Description of the task =
Output the data below line for line, changing nothing.

Collection entries:
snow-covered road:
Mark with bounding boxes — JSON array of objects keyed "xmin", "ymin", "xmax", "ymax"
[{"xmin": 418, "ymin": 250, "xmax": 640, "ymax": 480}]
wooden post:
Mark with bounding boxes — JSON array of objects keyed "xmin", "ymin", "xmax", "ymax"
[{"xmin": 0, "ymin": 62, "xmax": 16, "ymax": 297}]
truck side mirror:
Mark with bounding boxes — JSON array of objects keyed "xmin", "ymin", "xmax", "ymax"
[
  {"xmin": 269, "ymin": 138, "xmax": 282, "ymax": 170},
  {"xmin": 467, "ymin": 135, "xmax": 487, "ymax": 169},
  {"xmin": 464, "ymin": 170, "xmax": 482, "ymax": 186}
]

Correct answer =
snow-covered road:
Mark with bounding boxes — JSON array of objects keyed "xmin", "ymin", "xmax", "ymax"
[{"xmin": 418, "ymin": 250, "xmax": 640, "ymax": 480}]
wooden post:
Mark with bounding boxes — JSON array of objects keyed "xmin", "ymin", "xmax", "ymax"
[{"xmin": 0, "ymin": 62, "xmax": 16, "ymax": 297}]
truck side mirror:
Mark with bounding boxes — JSON array of objects keyed "xmin", "ymin", "xmax", "ymax"
[
  {"xmin": 269, "ymin": 138, "xmax": 282, "ymax": 170},
  {"xmin": 467, "ymin": 135, "xmax": 487, "ymax": 169},
  {"xmin": 464, "ymin": 170, "xmax": 482, "ymax": 186}
]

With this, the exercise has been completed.